# STATED GOAL
Convert the lines of the entries below into a numbered list, omitting blank lines and excluding the pictures from your answer.

# INPUT DATA
<<<<

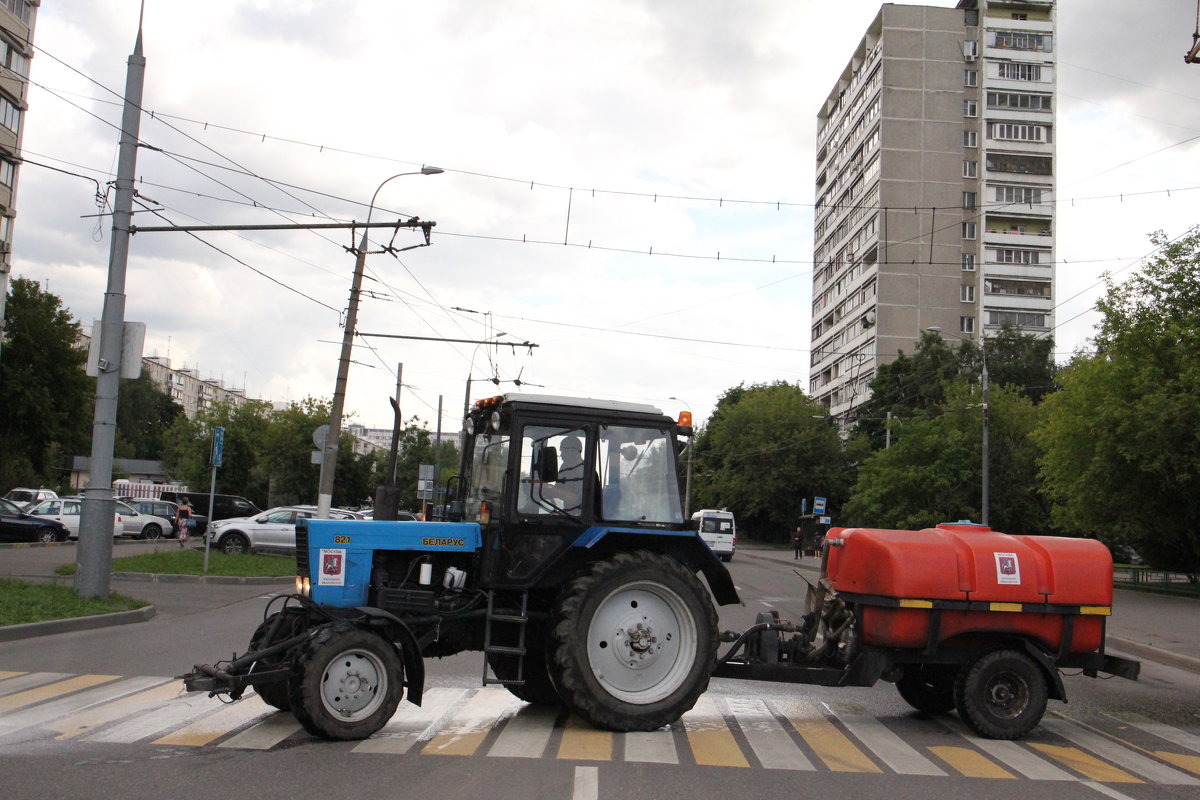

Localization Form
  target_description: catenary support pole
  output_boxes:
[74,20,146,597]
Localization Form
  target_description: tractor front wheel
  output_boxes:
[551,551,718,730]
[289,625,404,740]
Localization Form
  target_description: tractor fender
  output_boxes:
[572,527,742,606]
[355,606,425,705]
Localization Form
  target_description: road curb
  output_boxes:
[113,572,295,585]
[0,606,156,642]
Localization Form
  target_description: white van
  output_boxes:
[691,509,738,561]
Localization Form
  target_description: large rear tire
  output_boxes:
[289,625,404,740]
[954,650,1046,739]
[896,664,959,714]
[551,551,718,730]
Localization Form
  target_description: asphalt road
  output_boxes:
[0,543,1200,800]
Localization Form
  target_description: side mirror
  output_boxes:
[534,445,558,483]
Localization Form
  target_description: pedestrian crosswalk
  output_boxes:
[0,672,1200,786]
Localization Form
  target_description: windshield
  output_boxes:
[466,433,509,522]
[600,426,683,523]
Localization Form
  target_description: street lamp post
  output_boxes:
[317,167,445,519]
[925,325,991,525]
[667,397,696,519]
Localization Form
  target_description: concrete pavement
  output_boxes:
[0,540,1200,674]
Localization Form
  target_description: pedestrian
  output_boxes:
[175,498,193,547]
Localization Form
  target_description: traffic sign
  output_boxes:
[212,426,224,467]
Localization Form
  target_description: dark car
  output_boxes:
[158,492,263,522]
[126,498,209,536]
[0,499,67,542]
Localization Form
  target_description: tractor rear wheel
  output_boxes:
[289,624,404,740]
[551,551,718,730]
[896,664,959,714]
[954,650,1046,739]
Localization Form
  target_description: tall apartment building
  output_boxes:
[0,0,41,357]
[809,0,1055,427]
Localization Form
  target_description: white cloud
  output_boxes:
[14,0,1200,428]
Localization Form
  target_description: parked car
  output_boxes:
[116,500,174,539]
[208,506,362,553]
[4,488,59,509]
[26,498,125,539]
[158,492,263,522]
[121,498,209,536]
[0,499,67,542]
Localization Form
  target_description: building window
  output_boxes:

>>>>

# TASK RESPONSE
1. Localization Form
2.   target_description: catenary support pole
3.   output_boxes:
4. [74,20,146,597]
5. Localization Form
6.   target_description: tractor front wheel
7.   output_boxes:
8. [551,551,718,730]
9. [289,625,404,740]
10. Localization Form
11.   target_description: tractor fender
12.   output_boxes:
13. [572,527,742,606]
14. [355,606,425,705]
15. Localization Form
16.   target_description: road curb
17.   output_boxes:
18. [113,572,295,585]
19. [0,606,156,642]
20. Localization Form
21.   target_description: white van
22.   output_boxes:
23. [691,509,738,561]
24. Localization Form
25.   target_description: large rear tire
26.   output_boxes:
27. [289,625,404,740]
28. [954,650,1046,739]
29. [896,664,959,714]
30. [551,551,718,730]
31. Localization Form
32.   target_description: asphalt road
33.   output_boxes:
34. [0,543,1200,800]
35. Localization Form
36.   target_description: side mirror
37.   output_boxes:
38. [534,445,558,483]
39. Localization Form
40.   target_description: pedestrian crosswalk
41.   output_boxes:
42. [0,672,1200,786]
43. Localization Form
44.   target_description: windshield
45.   output_boxes:
46. [466,433,509,522]
47. [600,426,683,523]
48. Localization Form
49.   target_description: street lamp post
50.   output_boxes:
51. [317,167,445,519]
52. [925,325,991,525]
53. [667,397,696,519]
54. Localization Form
55.   target_description: concrete pavement
56.   output_boxes:
57. [0,540,1200,674]
58. Localization Form
59.   target_description: pedestrian
60.   output_boxes:
61. [175,498,193,547]
62. Localization Form
63.   target_description: traffic sign
64.   output_boxes:
65. [212,426,224,467]
66. Localization Form
67.   target_description: dark car
68.   output_boxes:
69. [158,492,263,522]
70. [126,498,209,536]
71. [0,499,67,542]
72. Localization Form
73.   target_description: tractor rear wheel
74.   output_boxes:
75. [289,624,404,740]
76. [551,551,718,730]
77. [896,664,959,714]
78. [954,650,1046,739]
79. Localization Form
80.   target_description: tall apartment building
81.   output_boxes:
82. [0,0,41,357]
83. [809,0,1055,427]
84. Localization Form
85.   target_description: white cloud
86.   output_boxes:
87. [14,0,1200,428]
88. Localization Form
89.   target_description: parked car
90.   output_boxes:
91. [116,500,174,539]
92. [208,506,362,553]
93. [4,488,59,509]
94. [26,498,125,539]
95. [158,492,263,522]
96. [121,498,209,536]
97. [0,499,67,542]
98. Localization Form
99.   target_description: building window
100.   output_boxes:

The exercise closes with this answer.